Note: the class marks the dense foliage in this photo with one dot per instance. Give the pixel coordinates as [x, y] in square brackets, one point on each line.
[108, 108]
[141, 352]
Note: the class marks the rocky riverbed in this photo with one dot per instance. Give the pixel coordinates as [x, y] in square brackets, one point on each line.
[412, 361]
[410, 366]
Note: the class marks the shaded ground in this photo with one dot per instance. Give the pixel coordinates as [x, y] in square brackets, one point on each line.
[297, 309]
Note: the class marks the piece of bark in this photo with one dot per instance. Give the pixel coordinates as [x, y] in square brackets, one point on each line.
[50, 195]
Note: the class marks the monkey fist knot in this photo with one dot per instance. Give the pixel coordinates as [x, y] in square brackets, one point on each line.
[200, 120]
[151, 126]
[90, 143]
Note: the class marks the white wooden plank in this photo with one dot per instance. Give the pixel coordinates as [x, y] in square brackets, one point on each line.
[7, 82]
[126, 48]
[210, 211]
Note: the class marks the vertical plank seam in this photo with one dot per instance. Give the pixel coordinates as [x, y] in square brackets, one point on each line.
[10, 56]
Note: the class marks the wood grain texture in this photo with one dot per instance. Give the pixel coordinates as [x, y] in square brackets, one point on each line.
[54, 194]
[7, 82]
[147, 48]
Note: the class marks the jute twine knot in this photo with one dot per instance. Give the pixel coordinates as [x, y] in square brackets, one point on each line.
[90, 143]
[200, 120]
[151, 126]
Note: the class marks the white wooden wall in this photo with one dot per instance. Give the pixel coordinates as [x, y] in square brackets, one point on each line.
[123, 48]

==================================================

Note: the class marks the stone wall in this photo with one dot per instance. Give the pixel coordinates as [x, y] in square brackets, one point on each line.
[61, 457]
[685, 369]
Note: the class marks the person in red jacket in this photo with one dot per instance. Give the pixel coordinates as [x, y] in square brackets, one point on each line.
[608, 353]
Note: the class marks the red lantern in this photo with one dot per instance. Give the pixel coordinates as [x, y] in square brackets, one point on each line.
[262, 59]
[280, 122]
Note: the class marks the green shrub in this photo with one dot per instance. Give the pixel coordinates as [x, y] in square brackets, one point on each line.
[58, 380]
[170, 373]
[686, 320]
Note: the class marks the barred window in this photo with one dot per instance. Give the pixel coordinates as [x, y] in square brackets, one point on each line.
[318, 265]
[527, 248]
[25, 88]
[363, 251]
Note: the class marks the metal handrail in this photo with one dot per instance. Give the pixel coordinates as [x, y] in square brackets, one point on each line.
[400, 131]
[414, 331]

==================================================

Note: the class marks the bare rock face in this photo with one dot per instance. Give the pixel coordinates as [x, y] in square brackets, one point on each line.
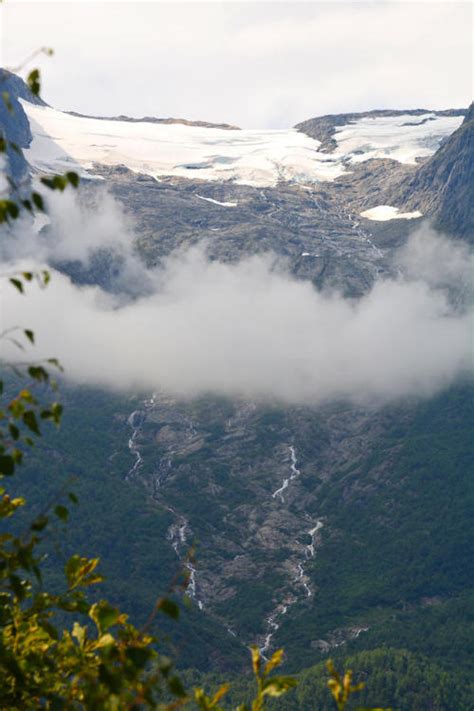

==================================================

■ Objective ■
Count the lines above that contain the string "ground", and reply with the number alone.

■ Response to the exercise ■
1